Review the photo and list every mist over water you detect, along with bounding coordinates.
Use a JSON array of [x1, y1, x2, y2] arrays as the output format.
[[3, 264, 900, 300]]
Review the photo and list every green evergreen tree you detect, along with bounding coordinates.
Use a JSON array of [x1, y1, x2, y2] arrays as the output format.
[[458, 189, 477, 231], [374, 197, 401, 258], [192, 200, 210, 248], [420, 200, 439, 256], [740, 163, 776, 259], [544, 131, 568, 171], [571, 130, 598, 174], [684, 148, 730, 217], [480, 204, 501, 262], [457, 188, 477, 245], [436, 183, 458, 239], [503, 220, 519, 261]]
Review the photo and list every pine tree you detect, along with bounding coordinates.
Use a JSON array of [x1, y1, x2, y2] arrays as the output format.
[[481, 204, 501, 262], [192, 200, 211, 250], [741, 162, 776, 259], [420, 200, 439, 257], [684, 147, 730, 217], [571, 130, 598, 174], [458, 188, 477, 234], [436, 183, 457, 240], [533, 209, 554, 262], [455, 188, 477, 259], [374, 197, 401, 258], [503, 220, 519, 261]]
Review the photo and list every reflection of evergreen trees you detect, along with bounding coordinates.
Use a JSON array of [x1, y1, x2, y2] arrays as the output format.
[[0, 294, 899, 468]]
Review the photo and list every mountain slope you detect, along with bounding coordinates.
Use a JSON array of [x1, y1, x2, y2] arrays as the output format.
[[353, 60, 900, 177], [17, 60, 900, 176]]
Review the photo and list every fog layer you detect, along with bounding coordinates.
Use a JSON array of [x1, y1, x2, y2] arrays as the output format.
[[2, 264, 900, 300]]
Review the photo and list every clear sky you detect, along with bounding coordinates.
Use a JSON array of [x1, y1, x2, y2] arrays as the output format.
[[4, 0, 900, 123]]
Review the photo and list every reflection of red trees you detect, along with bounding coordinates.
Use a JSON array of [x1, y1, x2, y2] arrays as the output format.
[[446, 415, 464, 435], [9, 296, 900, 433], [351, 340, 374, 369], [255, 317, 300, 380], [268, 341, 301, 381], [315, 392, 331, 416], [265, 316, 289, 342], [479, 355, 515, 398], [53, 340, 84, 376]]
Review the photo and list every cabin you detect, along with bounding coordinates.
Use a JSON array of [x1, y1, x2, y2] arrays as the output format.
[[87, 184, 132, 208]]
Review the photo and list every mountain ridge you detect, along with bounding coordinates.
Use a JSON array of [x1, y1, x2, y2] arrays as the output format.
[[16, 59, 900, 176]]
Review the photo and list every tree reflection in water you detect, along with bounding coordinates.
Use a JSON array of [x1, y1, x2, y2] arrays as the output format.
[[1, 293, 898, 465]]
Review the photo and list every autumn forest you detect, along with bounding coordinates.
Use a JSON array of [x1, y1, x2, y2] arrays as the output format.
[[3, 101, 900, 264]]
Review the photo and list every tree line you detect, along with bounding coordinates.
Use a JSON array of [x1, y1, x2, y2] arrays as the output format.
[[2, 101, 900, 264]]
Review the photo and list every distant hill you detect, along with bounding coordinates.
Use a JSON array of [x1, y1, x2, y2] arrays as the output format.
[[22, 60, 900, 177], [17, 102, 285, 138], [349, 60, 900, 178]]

==

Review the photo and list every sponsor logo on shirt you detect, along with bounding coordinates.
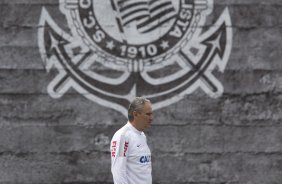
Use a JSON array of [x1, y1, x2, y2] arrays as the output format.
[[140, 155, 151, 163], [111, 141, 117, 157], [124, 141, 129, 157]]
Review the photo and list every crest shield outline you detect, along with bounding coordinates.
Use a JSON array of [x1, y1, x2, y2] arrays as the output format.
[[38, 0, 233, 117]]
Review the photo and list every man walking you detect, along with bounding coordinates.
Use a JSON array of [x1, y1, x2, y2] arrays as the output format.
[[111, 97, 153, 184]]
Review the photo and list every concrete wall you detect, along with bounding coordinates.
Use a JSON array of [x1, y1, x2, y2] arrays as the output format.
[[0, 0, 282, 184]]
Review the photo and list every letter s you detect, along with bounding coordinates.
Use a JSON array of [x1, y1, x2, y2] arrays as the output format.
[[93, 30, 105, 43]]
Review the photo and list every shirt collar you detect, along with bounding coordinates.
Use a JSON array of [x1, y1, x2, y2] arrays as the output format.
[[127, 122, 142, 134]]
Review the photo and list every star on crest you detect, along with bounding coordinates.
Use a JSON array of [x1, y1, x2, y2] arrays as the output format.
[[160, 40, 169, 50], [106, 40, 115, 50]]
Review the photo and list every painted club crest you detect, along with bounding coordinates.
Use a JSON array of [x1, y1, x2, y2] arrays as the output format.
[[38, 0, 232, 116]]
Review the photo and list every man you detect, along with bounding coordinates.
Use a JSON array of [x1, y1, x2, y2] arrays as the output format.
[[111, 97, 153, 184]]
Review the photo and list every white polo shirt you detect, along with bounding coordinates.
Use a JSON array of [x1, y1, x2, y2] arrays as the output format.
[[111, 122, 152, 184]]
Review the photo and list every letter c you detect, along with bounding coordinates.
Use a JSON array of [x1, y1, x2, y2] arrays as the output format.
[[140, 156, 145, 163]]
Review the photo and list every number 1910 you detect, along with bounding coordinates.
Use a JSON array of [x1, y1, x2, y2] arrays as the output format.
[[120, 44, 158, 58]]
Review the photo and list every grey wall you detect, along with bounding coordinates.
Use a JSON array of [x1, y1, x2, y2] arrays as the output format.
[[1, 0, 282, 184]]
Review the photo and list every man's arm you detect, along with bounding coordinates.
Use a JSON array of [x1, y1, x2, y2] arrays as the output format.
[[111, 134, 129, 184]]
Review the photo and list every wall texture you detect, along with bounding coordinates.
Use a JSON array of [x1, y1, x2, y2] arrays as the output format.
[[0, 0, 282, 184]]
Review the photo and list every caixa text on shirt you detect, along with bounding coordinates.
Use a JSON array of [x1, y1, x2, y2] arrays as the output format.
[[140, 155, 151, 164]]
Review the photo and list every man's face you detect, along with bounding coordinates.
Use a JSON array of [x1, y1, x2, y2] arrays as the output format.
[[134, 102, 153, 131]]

• [TASK DESCRIPTION]
Return each full line of the entries that contains the word "wall".

• [WRITTEN ANSWER]
Review the photo and list every concrete wall you detect, along with bounding coordinates.
Review the photo and list every grey wall you detect, along with bounding coordinates.
Review the photo and list every wall texture you detect, along with bounding coordinates.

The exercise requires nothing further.